==== Data records

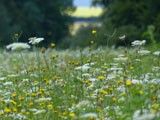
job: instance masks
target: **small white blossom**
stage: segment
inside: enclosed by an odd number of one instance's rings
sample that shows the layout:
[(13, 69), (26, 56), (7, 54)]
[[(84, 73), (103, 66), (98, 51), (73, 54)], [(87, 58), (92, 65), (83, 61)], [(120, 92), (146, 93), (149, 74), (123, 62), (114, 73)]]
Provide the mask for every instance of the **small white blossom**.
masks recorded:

========

Short exercise —
Pull out every line above that contains the word "instance". Case counts.

Correct response —
job: instance masks
inside: enclosed by an odd number of one instance's rings
Provide the mask for every instance of the **small white blossom**.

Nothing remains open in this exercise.